■ Short problem
From the items below, pull out every line that contains the string "blue" and copy each one in full; matching is case-sensitive.
□ □ □
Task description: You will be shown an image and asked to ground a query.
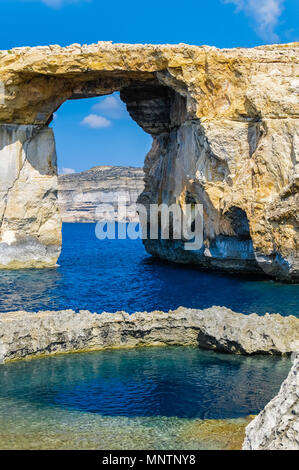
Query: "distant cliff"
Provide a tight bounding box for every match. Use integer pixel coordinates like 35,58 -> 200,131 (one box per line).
58,166 -> 144,222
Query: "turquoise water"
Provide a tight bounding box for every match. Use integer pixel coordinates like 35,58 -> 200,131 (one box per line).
0,347 -> 291,449
0,224 -> 299,316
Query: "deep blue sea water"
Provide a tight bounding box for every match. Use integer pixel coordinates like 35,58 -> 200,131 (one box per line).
0,224 -> 299,316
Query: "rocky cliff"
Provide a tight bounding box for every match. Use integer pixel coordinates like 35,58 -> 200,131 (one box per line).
0,307 -> 299,363
58,166 -> 144,222
0,42 -> 299,282
243,355 -> 299,450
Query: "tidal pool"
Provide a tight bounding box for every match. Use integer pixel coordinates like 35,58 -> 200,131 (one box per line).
0,347 -> 291,450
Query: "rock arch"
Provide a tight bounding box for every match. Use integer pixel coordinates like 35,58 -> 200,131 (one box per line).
0,42 -> 299,281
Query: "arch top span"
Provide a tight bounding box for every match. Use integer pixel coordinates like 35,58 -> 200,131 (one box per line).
0,42 -> 299,281
0,42 -> 299,124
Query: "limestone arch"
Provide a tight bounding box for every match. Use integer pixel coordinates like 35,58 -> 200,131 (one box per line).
0,42 -> 299,281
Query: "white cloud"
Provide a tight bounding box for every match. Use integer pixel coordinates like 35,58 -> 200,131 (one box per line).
81,114 -> 111,129
92,95 -> 126,119
59,168 -> 76,175
223,0 -> 284,42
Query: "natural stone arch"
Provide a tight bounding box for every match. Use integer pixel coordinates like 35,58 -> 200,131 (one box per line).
0,43 -> 299,280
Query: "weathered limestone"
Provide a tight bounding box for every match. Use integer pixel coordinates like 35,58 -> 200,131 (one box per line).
243,355 -> 299,450
0,42 -> 299,282
58,166 -> 144,222
0,307 -> 299,362
0,125 -> 61,269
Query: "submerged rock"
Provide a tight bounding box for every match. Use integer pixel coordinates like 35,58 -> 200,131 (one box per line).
0,307 -> 299,362
243,355 -> 299,450
0,42 -> 299,282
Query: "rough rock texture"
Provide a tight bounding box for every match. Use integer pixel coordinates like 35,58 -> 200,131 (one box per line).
243,350 -> 299,450
0,307 -> 299,362
58,166 -> 144,222
0,42 -> 299,281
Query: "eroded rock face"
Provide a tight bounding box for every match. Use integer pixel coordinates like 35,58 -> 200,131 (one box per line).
58,166 -> 144,222
243,355 -> 299,450
0,307 -> 299,362
0,125 -> 61,269
0,43 -> 299,282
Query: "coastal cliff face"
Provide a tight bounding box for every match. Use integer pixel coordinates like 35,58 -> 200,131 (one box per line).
58,166 -> 144,222
0,306 -> 299,363
0,42 -> 299,282
243,355 -> 299,450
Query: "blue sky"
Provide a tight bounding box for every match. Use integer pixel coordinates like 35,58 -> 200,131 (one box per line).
0,0 -> 299,171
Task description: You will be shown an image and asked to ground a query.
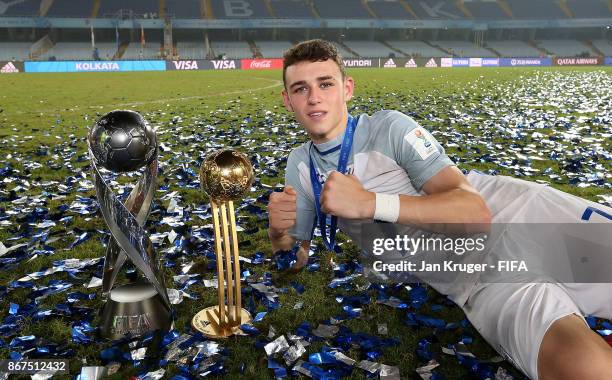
□ □ □
■ Output for this task
Query: "deep blue sea water"
Query: "blue sky"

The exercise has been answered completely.